**Object pointing dataset rows:**
★ ★ ★ ★ ★ ★ ★

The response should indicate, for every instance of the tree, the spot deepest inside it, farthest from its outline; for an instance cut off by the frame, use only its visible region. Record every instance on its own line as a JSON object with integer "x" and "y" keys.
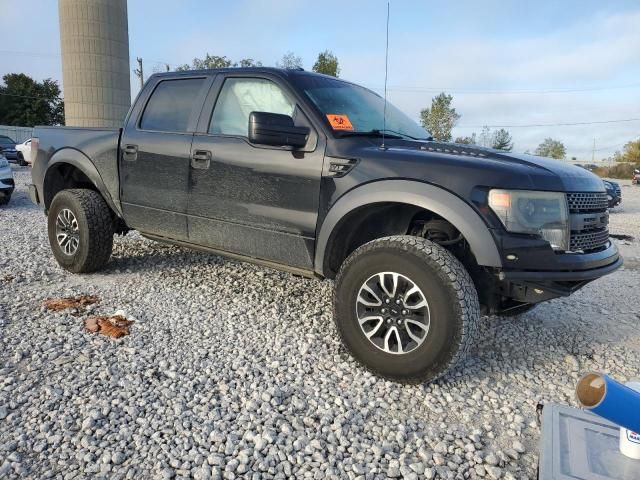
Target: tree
{"x": 290, "y": 60}
{"x": 327, "y": 63}
{"x": 551, "y": 148}
{"x": 469, "y": 140}
{"x": 502, "y": 140}
{"x": 440, "y": 119}
{"x": 26, "y": 102}
{"x": 209, "y": 61}
{"x": 248, "y": 62}
{"x": 630, "y": 153}
{"x": 214, "y": 61}
{"x": 486, "y": 137}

★ ★ ★ ★ ★ ★ ★

**REQUEST:** Express every line of the rows above as a JSON list of strings, one string per line, without the blank lines. Leave the pictures out.

**SOLUTION:**
[
  "The response should indicate, for every instance of the tree, the spot deepest inside it, farthest from its outline; for an instance cut off by the frame, use only its visible region. Record every instance on its own line as a JSON object with integer \"x\" and \"y\" keys.",
  "Target: tree",
  "{\"x\": 290, \"y\": 60}",
  "{\"x\": 327, \"y\": 63}",
  "{\"x\": 551, \"y\": 148}",
  "{\"x\": 469, \"y\": 140}",
  "{\"x\": 502, \"y\": 140}",
  "{\"x\": 440, \"y\": 119}",
  "{\"x\": 26, \"y\": 102}",
  "{\"x\": 209, \"y\": 61}",
  "{\"x\": 248, \"y\": 62}",
  "{\"x\": 630, \"y\": 153}",
  "{\"x\": 214, \"y\": 61}",
  "{\"x\": 486, \"y\": 137}"
]